JAKARTA – Direktur DSN MUI Institute Ah Azharuddin Lathif menyampaikan, fatwa terbaru DSN MUI tentang Perubahan Aset dan Liabilitas dari Bank Konvensional Menjadi Bank Syariah muncul untuk merespon Undang-Undang Nomor 21 Tahun 2008 tentang Perbankan Syariah.
Pasal 68 UU tersebut menyatakan, Bank Umum Konvensional yang memiliki Unit Usaha Syariah (UUS) dengan aset minimal 50% dari total aset bank induknya atau 15 tahun sejak 2008, wajib melakukan pemisahan unit usaha syariah menjadi Bank Umum Syariah.
“Dengan begitu, pada tahun 2023 nanti, seluruh UUS harus spin off atau dipisah menjadi entitas bisnis tersendiri menjadi anak perusahaan Bank Konvensional. Pilihan lainnya, mengkonversi Bank Konvensional tersebut menjadi Bank Syariah,” katanya saat dihubungi mirror.mui.or.id, Kamis (23/07).
Sejak UU tersebut disahkan, kata dia, bermunculan konversi Bank Konvensional menjadi Bank Syariah. Konversi itu terjadi baik dari sisi kelembagaan maupun dari sisi aset dan liabilitas.
Dia mengatakan, selama sepuluh tahun terakhir, dari sisi kelembagaan, setidaknya ada empat model konversi Bank Konvensional menjadi Bank Syariah.
Model pertama, kata dia, konversi kegiatan usaha Bank Konvensional menjadi Bank Syariah seperti di Bank Mandiri Syariah yang sebelumnya merupakan PT Bank Susila Bakti.

──────────────────────────────

• **Yang Perlu Dilakukan**
Dalam teks tentang fatwa DSN MUI ini, apa nama Bank Mandiri Syariah sebelum dikonversi? Daftar berikut sama sekali tidak diperlukan di sini.

──────────────────────────────

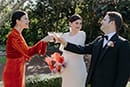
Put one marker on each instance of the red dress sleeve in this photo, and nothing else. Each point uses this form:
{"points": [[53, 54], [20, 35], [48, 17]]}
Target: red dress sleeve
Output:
{"points": [[21, 48]]}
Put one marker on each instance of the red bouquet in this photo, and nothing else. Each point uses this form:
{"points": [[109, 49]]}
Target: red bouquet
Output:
{"points": [[55, 62]]}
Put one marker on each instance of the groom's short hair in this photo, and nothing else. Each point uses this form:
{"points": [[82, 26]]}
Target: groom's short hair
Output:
{"points": [[117, 17]]}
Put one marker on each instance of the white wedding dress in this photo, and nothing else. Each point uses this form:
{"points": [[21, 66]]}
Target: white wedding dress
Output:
{"points": [[75, 73]]}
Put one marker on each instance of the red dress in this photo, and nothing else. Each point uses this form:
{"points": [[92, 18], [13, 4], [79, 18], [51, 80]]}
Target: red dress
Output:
{"points": [[18, 53]]}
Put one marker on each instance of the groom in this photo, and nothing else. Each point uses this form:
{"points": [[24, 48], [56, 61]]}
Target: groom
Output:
{"points": [[110, 63]]}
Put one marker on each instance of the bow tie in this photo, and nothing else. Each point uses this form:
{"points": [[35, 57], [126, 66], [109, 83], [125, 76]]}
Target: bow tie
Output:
{"points": [[105, 36]]}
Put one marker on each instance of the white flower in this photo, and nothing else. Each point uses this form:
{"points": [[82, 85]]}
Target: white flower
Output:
{"points": [[110, 44]]}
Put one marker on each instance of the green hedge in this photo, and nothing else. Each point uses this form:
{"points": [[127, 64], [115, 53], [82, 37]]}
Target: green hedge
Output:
{"points": [[47, 82]]}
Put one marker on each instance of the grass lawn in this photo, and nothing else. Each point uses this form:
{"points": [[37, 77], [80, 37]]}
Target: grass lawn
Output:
{"points": [[2, 59]]}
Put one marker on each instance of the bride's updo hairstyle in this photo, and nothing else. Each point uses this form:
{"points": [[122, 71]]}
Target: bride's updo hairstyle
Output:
{"points": [[74, 18], [16, 16]]}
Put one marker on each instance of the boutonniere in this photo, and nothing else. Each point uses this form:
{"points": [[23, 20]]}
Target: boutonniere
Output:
{"points": [[110, 44]]}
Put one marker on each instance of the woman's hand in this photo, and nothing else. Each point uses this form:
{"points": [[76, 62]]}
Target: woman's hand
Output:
{"points": [[60, 40], [48, 39]]}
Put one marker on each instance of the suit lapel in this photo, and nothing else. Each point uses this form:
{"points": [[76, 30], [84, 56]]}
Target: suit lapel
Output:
{"points": [[105, 49]]}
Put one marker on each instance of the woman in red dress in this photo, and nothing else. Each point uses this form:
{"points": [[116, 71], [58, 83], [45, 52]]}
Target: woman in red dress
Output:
{"points": [[18, 52]]}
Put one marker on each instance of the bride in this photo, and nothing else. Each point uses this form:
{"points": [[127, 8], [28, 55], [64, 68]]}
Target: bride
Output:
{"points": [[75, 73]]}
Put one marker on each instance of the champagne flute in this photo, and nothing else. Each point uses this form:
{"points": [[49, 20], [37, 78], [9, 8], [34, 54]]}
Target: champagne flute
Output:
{"points": [[51, 34]]}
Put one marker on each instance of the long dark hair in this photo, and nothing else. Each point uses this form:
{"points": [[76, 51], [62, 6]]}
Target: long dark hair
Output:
{"points": [[16, 16], [74, 18]]}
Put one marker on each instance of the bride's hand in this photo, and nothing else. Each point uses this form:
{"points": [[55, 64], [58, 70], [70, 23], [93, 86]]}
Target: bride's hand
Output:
{"points": [[60, 40], [48, 38]]}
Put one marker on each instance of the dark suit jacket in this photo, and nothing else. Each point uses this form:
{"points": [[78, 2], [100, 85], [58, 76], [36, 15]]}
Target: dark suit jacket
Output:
{"points": [[110, 67]]}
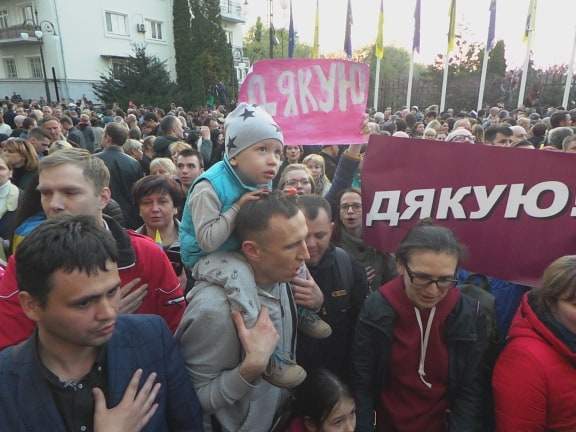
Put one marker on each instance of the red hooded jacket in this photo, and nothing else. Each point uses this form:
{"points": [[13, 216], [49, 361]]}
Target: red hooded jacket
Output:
{"points": [[535, 378], [139, 257]]}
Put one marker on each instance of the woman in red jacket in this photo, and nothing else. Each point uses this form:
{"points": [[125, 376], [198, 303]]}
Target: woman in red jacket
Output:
{"points": [[535, 377]]}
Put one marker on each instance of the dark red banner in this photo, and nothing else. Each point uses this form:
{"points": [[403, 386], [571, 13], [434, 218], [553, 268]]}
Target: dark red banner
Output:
{"points": [[514, 209]]}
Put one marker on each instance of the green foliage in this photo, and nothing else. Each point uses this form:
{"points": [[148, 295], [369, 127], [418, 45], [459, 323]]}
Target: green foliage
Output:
{"points": [[143, 80], [257, 43], [395, 65], [203, 55]]}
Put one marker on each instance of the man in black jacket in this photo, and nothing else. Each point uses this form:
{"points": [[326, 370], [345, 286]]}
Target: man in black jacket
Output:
{"points": [[344, 285], [124, 171]]}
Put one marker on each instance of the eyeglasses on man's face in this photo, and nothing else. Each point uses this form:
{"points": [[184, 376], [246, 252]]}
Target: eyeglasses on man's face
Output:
{"points": [[422, 280], [296, 182], [355, 207]]}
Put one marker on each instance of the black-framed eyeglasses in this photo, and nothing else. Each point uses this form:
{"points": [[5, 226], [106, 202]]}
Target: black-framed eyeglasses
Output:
{"points": [[354, 206], [420, 280]]}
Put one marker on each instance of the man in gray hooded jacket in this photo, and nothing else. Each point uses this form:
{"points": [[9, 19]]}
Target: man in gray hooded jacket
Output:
{"points": [[226, 360]]}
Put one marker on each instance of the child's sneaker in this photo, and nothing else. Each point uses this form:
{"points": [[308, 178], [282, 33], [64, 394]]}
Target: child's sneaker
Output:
{"points": [[312, 325], [284, 372]]}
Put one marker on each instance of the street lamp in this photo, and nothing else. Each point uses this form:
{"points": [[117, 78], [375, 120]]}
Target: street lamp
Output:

──────────────────────────────

• **Jawaban Benar**
PT Bank Susila Bakti.